PAGE EXTRACT:
BEGIN

Study repo for RL post-training a small Qwen model with GRPO, serving it with vLLM, quantizing the trained checkpoint, and measuring whether RL post-training changes quantization behavior.
Does RL post-training change how cleanly a model quantizes?
Concretely, this repo will compare:
- Base model
- GRPO-trained model
- Quantized base model
- Quantized GRPO-trained model
Metrics will include perplexity or small eval accuracy, latency, throughput, memory use, and weight/outlier diagnostics.

END

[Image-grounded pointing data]
BEGIN

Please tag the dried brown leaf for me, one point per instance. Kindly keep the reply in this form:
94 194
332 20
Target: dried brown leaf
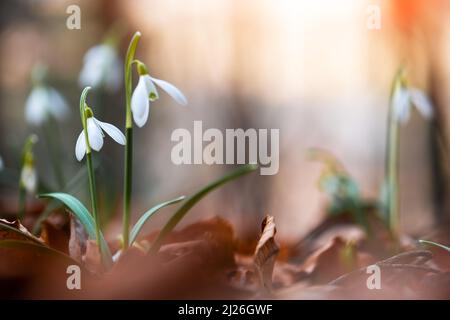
266 252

END

Using the repo description, decide whether each statement is true: (a) The repo plans to compare the quantized base model with the quantized GRPO-trained model. (b) The repo serves the trained model with TensorRT. (c) Memory use is one of the planned metrics. Answer yes or no for each, and quote the words that decide it. The items have nothing to do with this work.

ANSWER FOR THIS EXERCISE:
(a) Yes: "Quantized base model" and "Quantized GRPO-trained model"
(b) No: "serving it with vLLM"
(c) Yes: "latency, throughput, memory use"